◆ **Problems to solve**:
- a) Copy everything in the article on May retail sales from "America's retail sales" down to "year, according to the Census Bureau.", word for word.
- b) Continue the article on May retail sales from the point where it ends.

◆ **Source extract**:
America's retail sales surged 17.7% in May from the previous month, a record increase, as shoppers headed back to newly reopened stores that had closed their doors for months.
The increase was far better than economists had expected. Industry sales in May were expected to climb 8% from April, according to consensus estimates from Refinitiv.
This was the biggest one-month surge in history, dating back to 1992. Still, sales in May were down 6.1% compared with last year, according to the Census Bureau.
Walmart, Target, Kroger, Costco, Dollar General and others are benefiting from Americans buying more groceries and home essentials as they are sheltering in place. In recent weeks, clothing chains like Macy's and Kohl's have also said they're seeing sales rebound.
Sales increases were driven by a rebound at clothing and accessories stores, which rose 188% in May, according to the Census Bureau. Furniture and home furnishings stores and sporting goods stores also saw sales jump.
But retail analysts have cautioned that the recovery could be short-lived if US consumers become less willing to spend on discretionary items like clothing, especially if there's a second wave of the virus.
Additionally, the federal government's stimulus package and enhanced unemployment benefits of an additional $600 a week have boosted retail sales, economists say. The benefits are scheduled to end next month.

◆ **Information provided**:
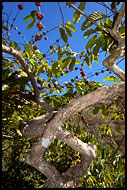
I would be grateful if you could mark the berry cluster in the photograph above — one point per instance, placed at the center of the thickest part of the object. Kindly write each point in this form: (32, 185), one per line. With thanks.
(40, 16)
(20, 7)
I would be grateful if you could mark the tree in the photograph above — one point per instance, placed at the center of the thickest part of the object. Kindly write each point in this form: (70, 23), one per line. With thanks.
(45, 116)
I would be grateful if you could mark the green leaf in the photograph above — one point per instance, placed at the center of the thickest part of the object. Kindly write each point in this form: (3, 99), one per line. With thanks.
(29, 51)
(49, 71)
(27, 18)
(68, 31)
(63, 34)
(34, 14)
(108, 23)
(95, 16)
(77, 16)
(87, 60)
(99, 42)
(77, 61)
(70, 26)
(5, 87)
(55, 68)
(65, 62)
(14, 45)
(91, 42)
(72, 63)
(111, 78)
(68, 6)
(31, 24)
(89, 32)
(95, 111)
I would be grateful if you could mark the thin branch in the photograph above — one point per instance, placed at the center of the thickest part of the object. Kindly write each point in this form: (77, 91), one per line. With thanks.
(61, 12)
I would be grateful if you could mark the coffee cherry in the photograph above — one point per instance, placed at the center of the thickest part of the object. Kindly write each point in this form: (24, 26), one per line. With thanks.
(66, 84)
(72, 80)
(35, 47)
(39, 81)
(88, 52)
(61, 74)
(55, 85)
(40, 25)
(44, 33)
(83, 73)
(38, 3)
(40, 16)
(37, 37)
(20, 7)
(96, 73)
(75, 93)
(49, 85)
(47, 98)
(86, 82)
(44, 55)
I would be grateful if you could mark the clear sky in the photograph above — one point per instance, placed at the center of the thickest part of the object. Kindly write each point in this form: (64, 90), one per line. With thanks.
(53, 18)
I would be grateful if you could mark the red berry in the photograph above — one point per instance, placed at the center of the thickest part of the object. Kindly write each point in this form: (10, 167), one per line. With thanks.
(83, 73)
(75, 92)
(20, 7)
(72, 80)
(40, 16)
(38, 37)
(49, 85)
(39, 81)
(35, 47)
(66, 84)
(40, 25)
(86, 81)
(96, 73)
(88, 52)
(55, 85)
(38, 3)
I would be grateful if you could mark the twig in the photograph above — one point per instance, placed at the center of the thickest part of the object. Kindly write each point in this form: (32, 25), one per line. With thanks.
(61, 12)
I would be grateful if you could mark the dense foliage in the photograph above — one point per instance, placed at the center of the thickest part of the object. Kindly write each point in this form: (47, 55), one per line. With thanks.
(106, 171)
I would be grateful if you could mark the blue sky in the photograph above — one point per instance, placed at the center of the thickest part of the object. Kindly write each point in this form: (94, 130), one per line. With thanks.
(52, 18)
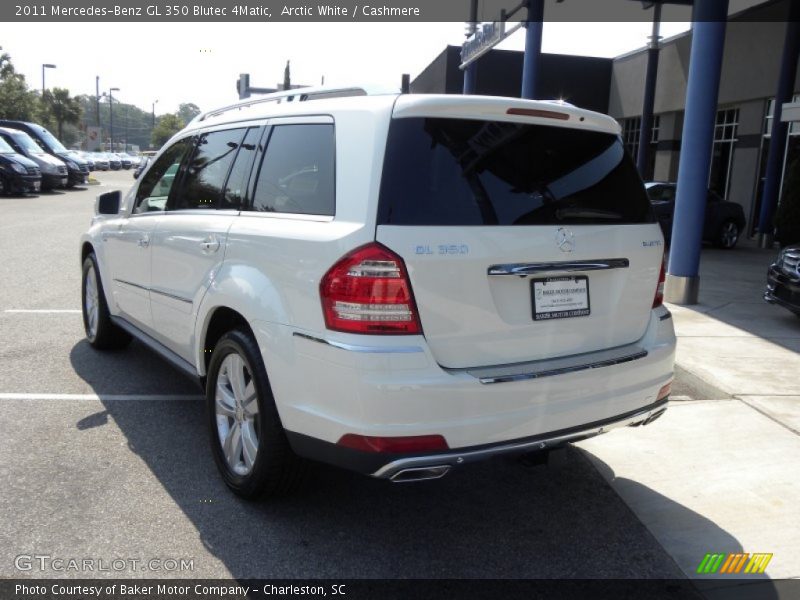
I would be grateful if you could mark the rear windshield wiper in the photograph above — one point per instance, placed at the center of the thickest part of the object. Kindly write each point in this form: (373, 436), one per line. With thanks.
(587, 213)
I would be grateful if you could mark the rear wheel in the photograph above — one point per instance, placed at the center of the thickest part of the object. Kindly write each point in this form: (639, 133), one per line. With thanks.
(100, 330)
(728, 235)
(247, 439)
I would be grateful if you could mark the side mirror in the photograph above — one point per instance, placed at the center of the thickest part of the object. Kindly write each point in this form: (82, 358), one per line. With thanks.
(108, 203)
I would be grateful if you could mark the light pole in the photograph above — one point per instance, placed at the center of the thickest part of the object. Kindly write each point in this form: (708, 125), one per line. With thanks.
(45, 66)
(111, 115)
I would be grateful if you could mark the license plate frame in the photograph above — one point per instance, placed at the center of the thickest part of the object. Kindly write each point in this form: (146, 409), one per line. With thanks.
(572, 302)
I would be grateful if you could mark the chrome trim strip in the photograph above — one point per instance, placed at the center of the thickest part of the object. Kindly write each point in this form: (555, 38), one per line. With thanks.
(173, 296)
(156, 347)
(136, 285)
(159, 292)
(357, 348)
(458, 458)
(557, 366)
(525, 269)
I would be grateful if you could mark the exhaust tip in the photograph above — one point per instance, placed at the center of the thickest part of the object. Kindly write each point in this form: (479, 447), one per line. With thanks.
(420, 474)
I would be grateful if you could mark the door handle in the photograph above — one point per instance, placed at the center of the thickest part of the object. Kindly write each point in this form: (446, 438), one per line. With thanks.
(210, 244)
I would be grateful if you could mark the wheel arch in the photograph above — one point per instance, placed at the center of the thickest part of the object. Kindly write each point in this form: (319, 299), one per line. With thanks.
(218, 321)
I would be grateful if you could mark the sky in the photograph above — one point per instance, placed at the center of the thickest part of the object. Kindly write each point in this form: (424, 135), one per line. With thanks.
(200, 62)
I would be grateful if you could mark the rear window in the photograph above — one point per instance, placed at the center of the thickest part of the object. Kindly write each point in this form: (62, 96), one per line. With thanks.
(469, 172)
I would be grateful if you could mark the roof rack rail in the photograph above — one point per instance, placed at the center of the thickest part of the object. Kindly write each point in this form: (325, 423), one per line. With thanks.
(294, 95)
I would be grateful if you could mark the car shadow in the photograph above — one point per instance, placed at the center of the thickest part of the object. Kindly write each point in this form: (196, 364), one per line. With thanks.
(495, 519)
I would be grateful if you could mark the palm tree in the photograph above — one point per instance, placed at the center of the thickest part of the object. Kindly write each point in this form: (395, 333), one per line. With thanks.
(63, 108)
(6, 68)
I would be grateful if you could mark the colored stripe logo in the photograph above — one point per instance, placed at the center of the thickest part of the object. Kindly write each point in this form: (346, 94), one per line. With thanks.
(734, 563)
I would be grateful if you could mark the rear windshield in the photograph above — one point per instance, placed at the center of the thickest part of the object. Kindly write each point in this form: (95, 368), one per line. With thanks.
(469, 172)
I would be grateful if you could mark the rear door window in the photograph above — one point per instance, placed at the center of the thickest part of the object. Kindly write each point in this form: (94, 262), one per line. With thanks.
(207, 170)
(297, 172)
(157, 182)
(470, 172)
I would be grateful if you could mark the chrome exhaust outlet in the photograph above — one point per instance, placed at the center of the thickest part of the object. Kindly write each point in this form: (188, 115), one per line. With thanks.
(420, 474)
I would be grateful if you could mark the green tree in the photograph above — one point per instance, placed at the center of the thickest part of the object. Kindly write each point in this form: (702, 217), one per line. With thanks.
(188, 111)
(166, 126)
(16, 100)
(6, 68)
(787, 218)
(63, 108)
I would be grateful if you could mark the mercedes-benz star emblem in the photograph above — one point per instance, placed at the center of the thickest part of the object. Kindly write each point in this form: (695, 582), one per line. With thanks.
(565, 240)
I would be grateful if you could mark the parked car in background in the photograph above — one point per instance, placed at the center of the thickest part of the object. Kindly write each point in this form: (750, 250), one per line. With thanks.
(114, 163)
(54, 171)
(395, 284)
(100, 161)
(78, 170)
(141, 167)
(783, 280)
(18, 174)
(134, 158)
(724, 221)
(87, 156)
(124, 160)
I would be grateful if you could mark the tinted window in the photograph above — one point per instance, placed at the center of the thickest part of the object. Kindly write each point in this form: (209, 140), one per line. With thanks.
(297, 173)
(207, 170)
(236, 189)
(468, 172)
(156, 184)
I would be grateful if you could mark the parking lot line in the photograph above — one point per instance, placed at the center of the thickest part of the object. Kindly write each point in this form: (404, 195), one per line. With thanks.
(42, 310)
(104, 397)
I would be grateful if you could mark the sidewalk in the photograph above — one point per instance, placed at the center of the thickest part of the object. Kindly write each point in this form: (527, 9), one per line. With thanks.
(718, 473)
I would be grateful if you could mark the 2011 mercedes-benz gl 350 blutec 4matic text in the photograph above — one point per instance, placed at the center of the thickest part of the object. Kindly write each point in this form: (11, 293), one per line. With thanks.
(396, 284)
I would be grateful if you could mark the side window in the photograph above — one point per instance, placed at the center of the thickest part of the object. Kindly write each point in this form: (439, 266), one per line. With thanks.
(156, 184)
(207, 170)
(297, 172)
(236, 188)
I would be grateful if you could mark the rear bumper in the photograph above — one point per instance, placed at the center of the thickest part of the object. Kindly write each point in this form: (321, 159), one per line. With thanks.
(396, 467)
(393, 387)
(782, 290)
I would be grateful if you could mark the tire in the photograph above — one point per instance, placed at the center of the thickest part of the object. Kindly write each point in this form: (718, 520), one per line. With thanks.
(247, 439)
(101, 332)
(728, 235)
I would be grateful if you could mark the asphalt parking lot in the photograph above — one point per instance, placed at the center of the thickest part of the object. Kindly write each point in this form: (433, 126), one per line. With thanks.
(104, 456)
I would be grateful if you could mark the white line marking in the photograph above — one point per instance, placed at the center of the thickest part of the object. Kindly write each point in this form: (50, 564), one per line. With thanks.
(42, 311)
(104, 397)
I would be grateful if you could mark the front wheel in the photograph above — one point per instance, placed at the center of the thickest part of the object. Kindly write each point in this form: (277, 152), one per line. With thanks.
(248, 442)
(100, 330)
(728, 235)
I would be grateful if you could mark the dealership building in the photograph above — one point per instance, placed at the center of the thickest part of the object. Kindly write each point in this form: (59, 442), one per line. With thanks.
(752, 58)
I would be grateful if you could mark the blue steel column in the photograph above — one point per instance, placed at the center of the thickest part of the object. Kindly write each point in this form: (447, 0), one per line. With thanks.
(649, 94)
(705, 63)
(471, 78)
(531, 65)
(471, 72)
(777, 142)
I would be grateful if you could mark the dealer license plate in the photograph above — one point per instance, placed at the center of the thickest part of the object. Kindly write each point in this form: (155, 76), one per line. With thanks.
(560, 297)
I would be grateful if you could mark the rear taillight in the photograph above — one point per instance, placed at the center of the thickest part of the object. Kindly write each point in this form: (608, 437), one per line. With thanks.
(658, 300)
(368, 291)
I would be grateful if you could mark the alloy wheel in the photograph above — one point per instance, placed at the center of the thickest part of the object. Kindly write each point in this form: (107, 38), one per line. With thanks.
(236, 407)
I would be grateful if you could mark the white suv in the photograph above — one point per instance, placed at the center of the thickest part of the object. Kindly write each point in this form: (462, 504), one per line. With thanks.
(395, 284)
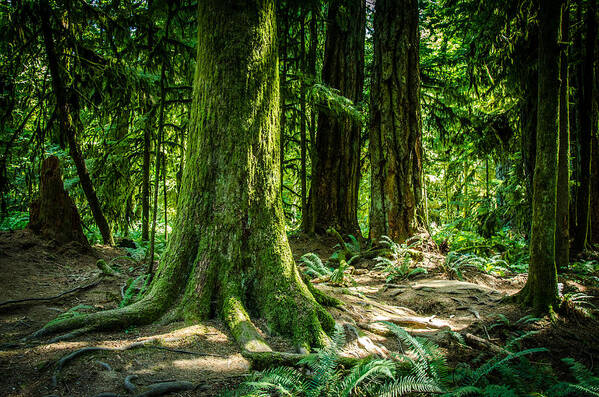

◆ **Answers by task**:
- a)
America's retail sales surged 17.7% in May from the previous month, a record increase, as shoppers headed back to newly reopened stores that had closed their doors for months.
The increase was far better than economists had expected. Industry sales in May were expected to climb 8% from April, according to consensus estimates from Refinitiv.
This was the biggest one-month surge in history, dating back to 1992. Still, sales in May were down 6.1% compared with last year, according to the Census Bureau.

- b)
"It is clear that huge fiscal and monetary support, including the extra $600 per week in unemployment benefit, has given households the income and the confidence to spend. However, this $600 extra payment ends in July and we must remember that employment is still 20 million down on where it was at the beginning of the year," James Knightley, chief international economist at ING Economics, said in a research note.
Overall, the pandemic has slammed the retail industry.
So far in 2020, more than 4,000 stores have said they will permanently close, according to a report released last week by Coresight Research, a retail research and advisory firm. It anticipates closures will snowball and set a new annual record this year of as many as 25,000, breaking last year's record 9,302 closures tracked by the firm.
Pier 1 Imports, JCPenney and Tuesday Morning, which have all filed for bankruptcy, have announced intentions to close hundreds of stores. GNC and Victoria's Secret are closing hundreds more.
Jaime Ward, head of retail finance at Citizens Bank, said Tuesday that the "the dramatic bounce back in retail sales last month is an extremely positive sign for the direction of the U.S. economy, but the declines over the past few months have squeezed many US retailers."